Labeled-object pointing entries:
+--

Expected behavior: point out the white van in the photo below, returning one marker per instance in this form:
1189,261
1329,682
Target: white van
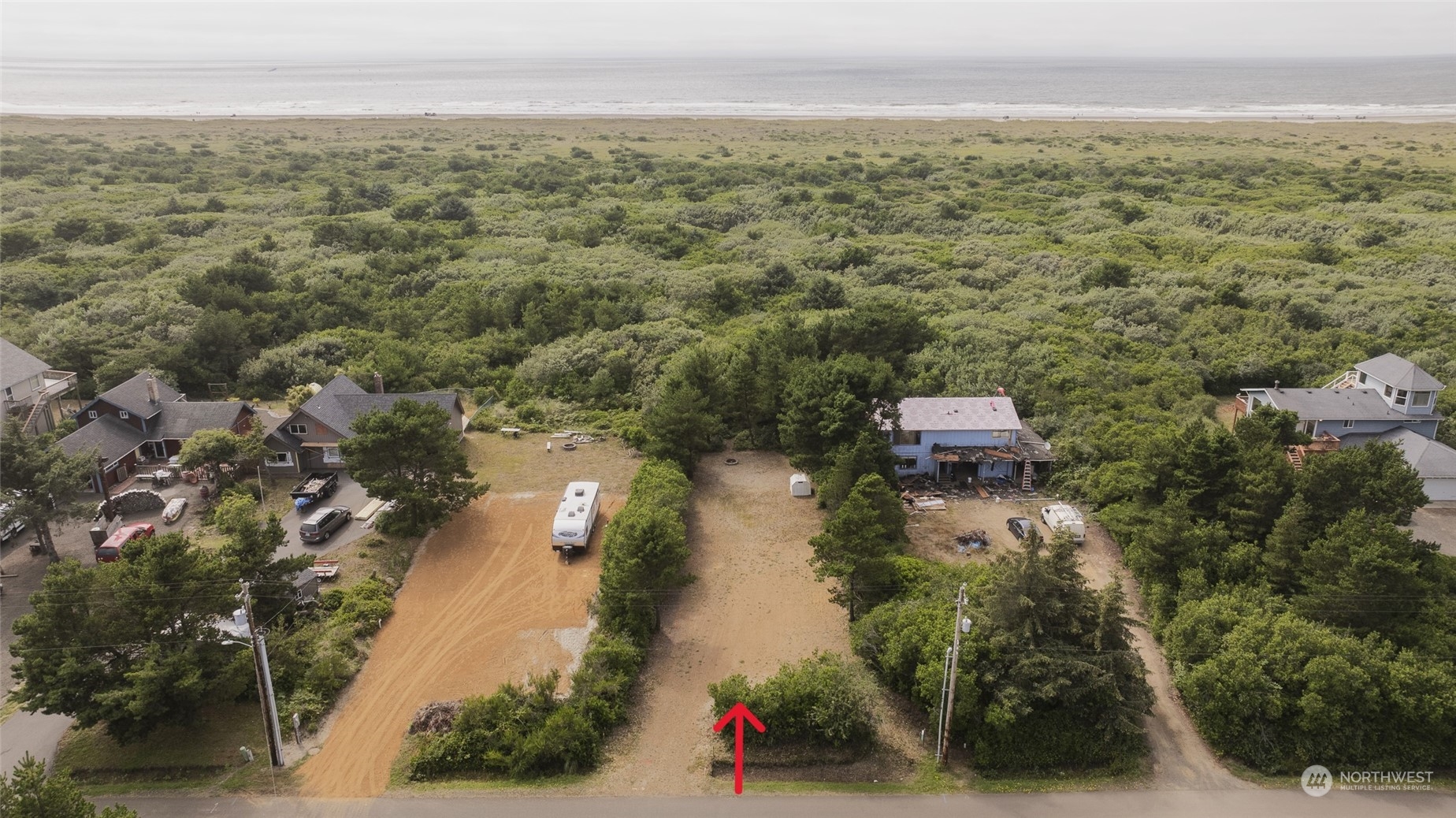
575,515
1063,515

+--

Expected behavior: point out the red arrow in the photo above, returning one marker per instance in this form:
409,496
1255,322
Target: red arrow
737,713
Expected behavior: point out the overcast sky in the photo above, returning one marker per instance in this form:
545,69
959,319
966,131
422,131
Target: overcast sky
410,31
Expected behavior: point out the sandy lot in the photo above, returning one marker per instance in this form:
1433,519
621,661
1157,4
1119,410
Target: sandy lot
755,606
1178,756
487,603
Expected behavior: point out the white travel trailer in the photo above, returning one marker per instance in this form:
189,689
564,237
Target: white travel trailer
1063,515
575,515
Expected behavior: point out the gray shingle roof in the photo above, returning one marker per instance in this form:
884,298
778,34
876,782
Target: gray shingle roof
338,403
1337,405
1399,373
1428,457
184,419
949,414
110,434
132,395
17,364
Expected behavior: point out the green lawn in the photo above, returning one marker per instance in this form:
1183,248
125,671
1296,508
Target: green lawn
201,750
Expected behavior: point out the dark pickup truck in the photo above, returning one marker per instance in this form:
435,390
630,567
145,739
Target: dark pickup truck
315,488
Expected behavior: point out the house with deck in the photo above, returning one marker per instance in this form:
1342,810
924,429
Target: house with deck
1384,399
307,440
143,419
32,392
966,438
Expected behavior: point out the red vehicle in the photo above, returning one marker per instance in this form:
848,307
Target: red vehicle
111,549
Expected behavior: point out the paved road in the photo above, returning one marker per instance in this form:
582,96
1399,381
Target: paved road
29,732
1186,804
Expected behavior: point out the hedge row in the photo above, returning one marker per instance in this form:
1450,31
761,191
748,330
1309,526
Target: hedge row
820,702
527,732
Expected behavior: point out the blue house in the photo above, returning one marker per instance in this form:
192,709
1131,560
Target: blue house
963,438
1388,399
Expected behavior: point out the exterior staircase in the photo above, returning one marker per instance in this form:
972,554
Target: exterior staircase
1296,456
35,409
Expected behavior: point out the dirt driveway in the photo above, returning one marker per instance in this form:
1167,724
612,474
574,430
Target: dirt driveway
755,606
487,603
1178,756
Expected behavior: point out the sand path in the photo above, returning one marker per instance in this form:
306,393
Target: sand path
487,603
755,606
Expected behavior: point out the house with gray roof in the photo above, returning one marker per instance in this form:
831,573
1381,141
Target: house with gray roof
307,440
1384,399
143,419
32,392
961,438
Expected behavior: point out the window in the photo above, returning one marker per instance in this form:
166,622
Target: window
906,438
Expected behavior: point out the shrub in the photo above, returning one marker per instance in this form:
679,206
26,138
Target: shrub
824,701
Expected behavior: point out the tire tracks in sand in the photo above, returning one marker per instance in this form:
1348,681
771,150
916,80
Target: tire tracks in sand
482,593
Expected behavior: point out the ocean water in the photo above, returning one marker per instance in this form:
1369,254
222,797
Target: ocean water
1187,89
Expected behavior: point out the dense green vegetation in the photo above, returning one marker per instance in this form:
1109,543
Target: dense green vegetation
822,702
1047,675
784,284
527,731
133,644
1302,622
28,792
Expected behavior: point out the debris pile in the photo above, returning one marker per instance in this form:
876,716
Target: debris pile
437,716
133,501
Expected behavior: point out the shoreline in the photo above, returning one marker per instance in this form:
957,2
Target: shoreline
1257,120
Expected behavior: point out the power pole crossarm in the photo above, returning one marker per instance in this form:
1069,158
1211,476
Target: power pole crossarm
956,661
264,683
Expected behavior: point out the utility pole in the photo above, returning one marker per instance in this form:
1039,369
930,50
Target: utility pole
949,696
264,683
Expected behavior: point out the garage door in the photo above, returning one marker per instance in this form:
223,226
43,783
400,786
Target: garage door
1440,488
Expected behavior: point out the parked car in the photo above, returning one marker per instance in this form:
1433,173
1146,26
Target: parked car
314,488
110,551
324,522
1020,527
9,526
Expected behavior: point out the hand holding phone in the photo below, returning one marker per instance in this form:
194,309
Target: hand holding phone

+--

WHAT THE EXERCISE ASKS
Gather every line of the items that contains the word "water", and copy each of those lines. Case counts.

WRITTEN ANSWER
Expected behavior: point out the ocean water in the photo above, returning one marker per instance in this form:
Target: ocean water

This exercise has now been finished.